╔══
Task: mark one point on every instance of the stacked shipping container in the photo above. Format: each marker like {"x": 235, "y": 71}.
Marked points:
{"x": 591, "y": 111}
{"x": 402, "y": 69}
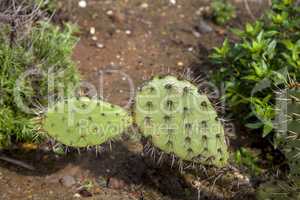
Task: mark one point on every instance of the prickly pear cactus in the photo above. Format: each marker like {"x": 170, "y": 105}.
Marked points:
{"x": 278, "y": 190}
{"x": 178, "y": 120}
{"x": 291, "y": 146}
{"x": 85, "y": 122}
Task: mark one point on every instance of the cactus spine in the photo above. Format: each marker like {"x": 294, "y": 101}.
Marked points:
{"x": 180, "y": 121}
{"x": 84, "y": 122}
╚══
• [WHAT IS NEEDED]: Could you put every line of the rows above into a JSON list of strings, one string per line, skipping blank lines and leaving the pictures out?

• [TASK ANSWER]:
[
  "Task: mark one point on every instance of the stacked shipping container in the photo above. Format: each marker like {\"x\": 235, \"y\": 71}.",
  "Marked points:",
  "{\"x\": 591, \"y\": 111}",
  "{\"x\": 402, \"y\": 69}",
  "Task: mark one point on every instance of the prickly pear cactus in the photo above. Format: each marker like {\"x\": 170, \"y\": 105}.",
  "Marked points:",
  "{\"x\": 278, \"y\": 190}",
  "{\"x\": 178, \"y\": 120}",
  "{\"x\": 291, \"y\": 146}",
  "{\"x\": 85, \"y\": 122}",
  "Task: mark one point on every instance of the cactus spine in the photo above. Format: each marker like {\"x\": 294, \"y\": 101}.",
  "Marked points:",
  "{\"x\": 180, \"y\": 121}",
  "{\"x\": 84, \"y\": 122}"
]